┌─ Data
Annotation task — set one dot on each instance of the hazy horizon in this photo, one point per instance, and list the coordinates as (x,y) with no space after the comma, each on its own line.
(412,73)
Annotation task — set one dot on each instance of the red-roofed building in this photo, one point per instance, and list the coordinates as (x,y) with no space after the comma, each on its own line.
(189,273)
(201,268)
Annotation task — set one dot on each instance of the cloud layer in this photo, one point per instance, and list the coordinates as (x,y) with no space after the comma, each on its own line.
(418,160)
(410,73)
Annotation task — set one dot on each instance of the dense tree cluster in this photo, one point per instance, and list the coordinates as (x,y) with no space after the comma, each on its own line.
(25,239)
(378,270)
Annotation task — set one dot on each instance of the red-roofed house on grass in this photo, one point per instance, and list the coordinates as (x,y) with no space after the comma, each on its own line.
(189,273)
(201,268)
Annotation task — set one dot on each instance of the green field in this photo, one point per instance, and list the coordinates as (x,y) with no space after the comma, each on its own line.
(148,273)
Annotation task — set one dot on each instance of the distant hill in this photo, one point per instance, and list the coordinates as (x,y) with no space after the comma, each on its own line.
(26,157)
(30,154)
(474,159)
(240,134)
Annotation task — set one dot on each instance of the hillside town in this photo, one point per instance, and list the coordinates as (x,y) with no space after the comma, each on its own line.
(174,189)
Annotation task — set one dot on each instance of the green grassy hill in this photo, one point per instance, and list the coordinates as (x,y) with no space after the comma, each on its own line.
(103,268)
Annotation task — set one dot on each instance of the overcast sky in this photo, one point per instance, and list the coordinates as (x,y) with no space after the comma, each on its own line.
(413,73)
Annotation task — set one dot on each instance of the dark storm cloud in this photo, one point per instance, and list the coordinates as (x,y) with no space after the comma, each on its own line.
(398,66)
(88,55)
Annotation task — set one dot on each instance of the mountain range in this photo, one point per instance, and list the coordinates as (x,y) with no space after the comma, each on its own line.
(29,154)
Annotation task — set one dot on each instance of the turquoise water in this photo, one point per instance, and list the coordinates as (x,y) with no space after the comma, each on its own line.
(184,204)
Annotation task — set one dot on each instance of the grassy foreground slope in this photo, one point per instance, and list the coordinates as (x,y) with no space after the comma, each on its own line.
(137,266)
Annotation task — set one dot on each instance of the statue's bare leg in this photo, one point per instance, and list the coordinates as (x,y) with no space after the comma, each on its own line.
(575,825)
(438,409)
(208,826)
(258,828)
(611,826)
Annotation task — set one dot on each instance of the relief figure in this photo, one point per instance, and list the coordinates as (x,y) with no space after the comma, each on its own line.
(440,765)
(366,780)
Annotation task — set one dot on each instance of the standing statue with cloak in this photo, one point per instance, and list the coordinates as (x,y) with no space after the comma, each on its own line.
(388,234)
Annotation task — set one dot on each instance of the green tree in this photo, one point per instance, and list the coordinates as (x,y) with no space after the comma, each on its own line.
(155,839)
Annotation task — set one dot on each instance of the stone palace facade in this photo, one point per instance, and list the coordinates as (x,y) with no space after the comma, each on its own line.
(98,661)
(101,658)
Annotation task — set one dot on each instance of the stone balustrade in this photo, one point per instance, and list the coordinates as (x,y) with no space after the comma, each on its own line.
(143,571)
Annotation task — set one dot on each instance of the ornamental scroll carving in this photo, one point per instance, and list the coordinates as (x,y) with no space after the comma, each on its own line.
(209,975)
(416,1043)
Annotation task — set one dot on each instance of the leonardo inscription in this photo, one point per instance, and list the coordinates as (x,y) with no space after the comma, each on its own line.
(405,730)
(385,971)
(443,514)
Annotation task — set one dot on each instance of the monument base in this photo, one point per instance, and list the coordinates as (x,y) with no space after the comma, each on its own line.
└─
**What you are asked to do**
Reproduce the entire listing above verbatim, line for line.

**Output of the task**
Annotation task — set one dot on each instance of the hazy horizon in this photo, one point per instance, and list the coordinates as (x,y) with no space after the comma, each on its own line.
(412,73)
Annotation task — set one dot on each instance of the red-roofed building in this photo, one point per instance, and list the coordinates as (x,y) with no space after the comma, each on its own line.
(189,273)
(201,268)
Annotation task — set one dot on each instance of the cloud layer in this photo, one point per instance, and list the coordinates as (x,y) with no space after the comma, each on its own line.
(418,160)
(410,73)
Annotation task — set one dot on each instance of the dense tree cluster in this photo, one point per instance, and list the coordinates as (x,y) with no space after the comma, each on its own line.
(25,239)
(378,270)
Annotation task — set one dot on each instance of the red-roofed house on grass in this photo, one point per instance, and list the coordinates as (x,y) with no space after the comma, each on its own line.
(189,273)
(201,268)
Annotation task — set one dot on each instance of the green field in this photo, one point per instance, and list the coordinates as (x,y) with no space after the comma, each on its own line.
(148,273)
Annotation task — set one dot on each instance of the distant hill in this photo, one point per instance, and list the coordinates as (x,y) with no space after the comma, each on its own line.
(26,157)
(30,154)
(474,159)
(240,134)
Annotation task — set one dot on each instance of the hillside town in this photo, one point per instance, and list the coordinates as (x,y) with no space after the comma, each on its own line.
(174,189)
Annotation task — set one dot on each instance of the green grassy hill in this photo, one point per instance, and list the coordinates as (x,y) with no space after the comma, each on its own line.
(103,268)
Annotation task — set one dot on each instance of the overcast sky in this photo, one point per instance, and list the coordinates as (x,y) with no space after the comma, each on its own line.
(413,73)
Annotation task — set one dot on each instance of the dark storm cloud in this photo, one point per instance, and list the coordinates as (x,y) with no space after the comma, each on its own line.
(398,66)
(88,55)
Annotation task — set one dot on each instance of the mountain range in this photo, one point per instance, and list the coordinates as (x,y) with no space after the comma, each on its own line.
(29,154)
Annotation task — set one dot on each instance of the turquoise water in this photo, one point per instance, and list the coordinates as (x,y) with no space after the comma, each on its own line.
(184,204)
Annotation task — set one dot on each instance of the grassy foreground slope in this photo, one point per instance, and list the coordinates as (x,y) with no space after the comma, each on its own line.
(137,266)
Annotation task — set one dot on each instance of the statue's bare leg in this photo, one point per instance, and list the coordinates as (x,y) with no space after the comma, each on its own line.
(575,825)
(438,409)
(208,826)
(258,828)
(611,826)
Annotation task — set one dot on each instance of the relief figure in this photo, one point per instance, and list the coordinates as (x,y) with no space after the comma, each on its own line.
(440,765)
(366,780)
Annotation task — set one dot on each instance of the standing statue with cloak in this photo, one point per instance, and list the coordinates as (x,y) with no space after the comma, each on its own line.
(388,234)
Annotation task — set one dot on each instance of the green tree in this photo, one point per instance, and list the coordinates as (x,y) with no space after the comma, each on its own line.
(155,839)
Annotation task — set one dot on each instance of the stone palace facade in this photo, one point per instance, and list the coordinates as (x,y) with no space after the comma, each on its own line.
(98,661)
(101,658)
Annotation task — set one dot on each instance of the stone balustrade in this photo, one point per instance, and list the coordinates as (x,y) with no space after the comma, each on its own line.
(143,571)
Annotation task — set one dot on each instance of the ornamental scroll carving in this photo, one point per instance, and list the coordinates as (x,y) with no space after the comma, each on its own line.
(209,975)
(416,1043)
Annotation task — set one dot on each instance of the leonardo inscription in this photo, one point per instance, and list the coordinates as (x,y) with no space after the comma, each on its own line.
(405,730)
(385,971)
(443,514)
Annotation task — set one dot on each instance of the monument base in this photo, one point per instance, and list the coordinates as (x,y) with no space after the comma, each on its own line.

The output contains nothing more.